Start of PAGE EXCERPT

Since you seem to have a pretty straight forward rank that is just a simple number that doesn’t require any cross-document calculations, you can ignore my above advice about what to do in that case.


I’m having a hard time understanding your data model. From your description it seems like you want to have multiple Players grouped under a ranking, but you only have them mapped 1-to-1. I can’t tell if you want to have separate groups of players per each rank type, or if you really have a single calculated across all players.

Maybe this is what you were getting at?

type Player {
active: Boolean!
rank: Int!
ranking: Ranking! @relation
challenger: User @relation
}

type Ranking {
active: Boolean!
rankingname: String!
rankingdesc: String
players: [Player!] @relation
}

Lets say that it is a single rank across all players. In that case to get all Players in order of rank, you can just use create an index on the Player collection, return three values (rank, ranking, and challenger. You need rank to be first in the values array so that the index is sorted by rank. Since indexes are ordered by the values they return.). And then do a Map over the results, Get the Player document from the values returned by your Match, and return those results.

However, if you had different leaderboards (modeled by the Ranking collection), each with its own separate group of ranked Players, then you could again create an index on the Player collection with the same returned values, but this time add the ranking property as a term so that you can include that in your Match call to get the ranks for the group of players in a specific Ranking. And from there do the same Map and return operation.

@wallslide
Apologies if I haven’t been clear about the data model.

End of PAGE EXCERPT

EXERCISE REQUIREMENTS:
1. In the forum post, why does rank need to come first in the index's values array?
2. Write out the forum post word for word from "I’m having a" to "calculated across all players.".
Use only the forum post to answer.

Start of DATA SECTION

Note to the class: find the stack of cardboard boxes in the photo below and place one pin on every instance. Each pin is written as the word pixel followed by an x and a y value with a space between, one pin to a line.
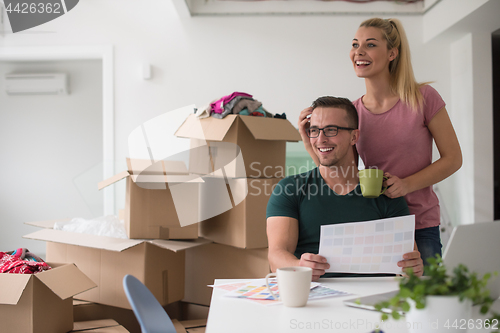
pixel 247 155
pixel 243 156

End of DATA SECTION

TASK SOLUTIONS:
1. So that the index is sorted by rank, because indexes are ordered by the values they return.

2.
I’m having a hard time understanding your data model. From your description it seems like you want to have multiple Players grouped under a ranking, but you only have them mapped 1-to-1. I can’t tell if you want to have separate groups of players per each rank type, or if you really have a single calculated across all players.